[Assignment 1]
In the passage about the Crown at Whitebrook restaurant, what was the restaurant renamed in February 2015?
[Assignment 2]
Write the next part of the passage about the Crown at Whitebrook restaurant, picking up after its final sentence.
(Beginning of Provided passage)
It closed on 7 March 2013 due to financial difficulties; twenty staff were reported to have lost their jobs. The closure was blamed on recent poor weather, and on economic circumstances. In April 2013, the building was marketed for sale for £850,000 or for a yearly lease with an upfront payment of £50,000. At the time it had been the longest standing Michelin starred restaurant in Wales.

In August 2013, it was announced that it would reopen in October under a new chef-owner, Chris Harrod. Harrod had previously worked under Raymond Blanc at two Michelin starred restaurant Le Manoir aux Quat'Saisons. He had been looking for a restaurant with rooms to purchase, having originally thought to look for one in the Chiltern Hills where they could be added. Harrod said that "I went and had a look and was amazed to find that the Crown at Whitebrook ticked all the boxes for what I was looking for. It had the location, the quality suppliers and I knew straight away that I had been looking in the wrong place." The Crown at Whitebrook reopened the following October, and gained a new Michelin star under the new team in the 2014 list. In February 2015, the restaurant was renamed to The Whitebrook.

==Reception==
===Under Sommerin===
Victor Lewis-Smith reviewed the restaurant for The Guardian in 2005, thought that a spring onion risotto accompaniment to a pan fried seabass tasted so good that it would have been sufficient as a main course itself and was also quite pleased that crêpe suzette was served on a trolley for table side service. Claire Ogden visited the restaurant for the Metro newspaper shortly after it was first awarded a Michelin star in 2007. She thought that a John Dory main course was "pristine", and overall thought that the star was well deserved. The only negative thing she had to say about the experience was a toffee foam served on top of a pear granita which she described as "flimsy-flavoured". It was named the best restaurant in Britain by Les Routiers later that year. The critic from the Western Mail stated in 2008 that "the menu is short and to the point, with around five choices for each course. The wine list is huge, an insurmountable challenge for me but another's utopia." However, he remarked that the main course was "genuinely brilliant food" and deserving of its Michelin star.
(End of Provided passage)
(Beginning of Information provided)
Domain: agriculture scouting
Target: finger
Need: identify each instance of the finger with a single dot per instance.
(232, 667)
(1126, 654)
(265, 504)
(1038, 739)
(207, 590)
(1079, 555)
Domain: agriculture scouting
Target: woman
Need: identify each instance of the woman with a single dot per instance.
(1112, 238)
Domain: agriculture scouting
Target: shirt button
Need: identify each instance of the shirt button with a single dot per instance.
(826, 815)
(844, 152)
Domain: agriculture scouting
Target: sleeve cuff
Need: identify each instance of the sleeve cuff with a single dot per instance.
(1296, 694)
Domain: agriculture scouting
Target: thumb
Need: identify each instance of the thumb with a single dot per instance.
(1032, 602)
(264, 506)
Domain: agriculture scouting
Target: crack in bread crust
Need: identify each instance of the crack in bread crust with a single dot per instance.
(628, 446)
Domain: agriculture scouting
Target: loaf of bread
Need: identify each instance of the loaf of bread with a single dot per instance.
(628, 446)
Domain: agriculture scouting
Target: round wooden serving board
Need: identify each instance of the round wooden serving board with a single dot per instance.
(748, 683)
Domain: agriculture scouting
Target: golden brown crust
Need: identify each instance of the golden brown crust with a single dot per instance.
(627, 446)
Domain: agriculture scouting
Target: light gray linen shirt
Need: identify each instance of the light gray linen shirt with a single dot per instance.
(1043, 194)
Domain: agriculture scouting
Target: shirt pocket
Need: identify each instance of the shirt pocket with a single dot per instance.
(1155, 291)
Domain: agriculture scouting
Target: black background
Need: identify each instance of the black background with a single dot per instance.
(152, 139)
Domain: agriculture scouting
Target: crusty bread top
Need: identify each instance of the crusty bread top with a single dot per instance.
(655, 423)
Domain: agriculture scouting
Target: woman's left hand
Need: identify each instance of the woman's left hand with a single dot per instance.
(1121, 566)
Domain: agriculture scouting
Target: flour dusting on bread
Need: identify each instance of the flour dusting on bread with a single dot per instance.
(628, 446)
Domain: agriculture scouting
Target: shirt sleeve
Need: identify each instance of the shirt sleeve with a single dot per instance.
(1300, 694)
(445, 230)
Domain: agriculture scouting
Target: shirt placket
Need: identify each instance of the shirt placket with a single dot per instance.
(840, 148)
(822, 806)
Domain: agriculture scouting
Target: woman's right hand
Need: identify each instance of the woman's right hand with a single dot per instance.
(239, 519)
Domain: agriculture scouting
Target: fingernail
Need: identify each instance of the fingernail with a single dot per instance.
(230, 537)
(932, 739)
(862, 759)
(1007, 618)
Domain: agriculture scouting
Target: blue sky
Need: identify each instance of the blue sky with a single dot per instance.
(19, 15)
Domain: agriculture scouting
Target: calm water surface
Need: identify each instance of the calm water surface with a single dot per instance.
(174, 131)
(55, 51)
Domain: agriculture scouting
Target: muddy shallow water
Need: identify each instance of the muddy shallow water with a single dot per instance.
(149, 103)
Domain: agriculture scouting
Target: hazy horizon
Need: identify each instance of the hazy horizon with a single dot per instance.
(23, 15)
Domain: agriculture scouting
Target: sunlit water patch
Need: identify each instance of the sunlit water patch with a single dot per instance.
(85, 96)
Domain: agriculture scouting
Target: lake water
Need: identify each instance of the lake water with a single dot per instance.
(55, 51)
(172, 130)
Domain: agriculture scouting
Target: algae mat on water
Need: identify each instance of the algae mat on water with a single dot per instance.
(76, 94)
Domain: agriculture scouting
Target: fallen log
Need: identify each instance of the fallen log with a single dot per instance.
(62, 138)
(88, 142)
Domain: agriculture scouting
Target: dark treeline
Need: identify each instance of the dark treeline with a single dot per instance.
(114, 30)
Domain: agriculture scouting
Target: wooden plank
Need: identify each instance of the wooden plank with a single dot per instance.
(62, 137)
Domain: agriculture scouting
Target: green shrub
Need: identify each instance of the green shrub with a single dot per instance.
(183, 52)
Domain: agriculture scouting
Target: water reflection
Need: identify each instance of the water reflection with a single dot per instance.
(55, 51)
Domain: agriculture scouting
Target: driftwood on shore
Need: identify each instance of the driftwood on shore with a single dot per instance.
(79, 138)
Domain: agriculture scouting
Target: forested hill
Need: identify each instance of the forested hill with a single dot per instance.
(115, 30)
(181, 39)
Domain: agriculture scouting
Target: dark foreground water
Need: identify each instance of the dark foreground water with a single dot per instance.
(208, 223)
(End of Information provided)
[Response 1]
The Whitebrook

[Response 2]
It was awarded the wine award for Wales by The AA in 2008. Matthew Fort of The Guardian described its location in 2009, "The Crown is not the easiest place in the world to find. It lies off a narrow lane winding between steepling, canopied hills in an odd corner between Monmouth and Chepstow. In spite of its lost world location, the Crown has been a beacon of gastronomic adventure for at least 30 years – those with long memories will recall Stephen Bull carving out his reputation here." He said of the food, "There is clearly a distinctive palate at work here. In lesser hands, such a meal could be not so much a car crash as a multiple pile-up, but it is not, because the ingredients are handled with originality, assurance and, more importantly, a keen sense of pleasure."

===Under Harrod===
Tony Naylor, writing for The Guardian in 2016, said that the menu featured unusual ingredients which complement each other resulting in "astonishing depths of flavour". Some dishes he considered less successful; a broccoli amuse-bouche was likened to "a car veering on to a motorway’s rumble strips". The Whitebrook has retained the Michelin star through to 2016, which it first earned under Harrod in 2014.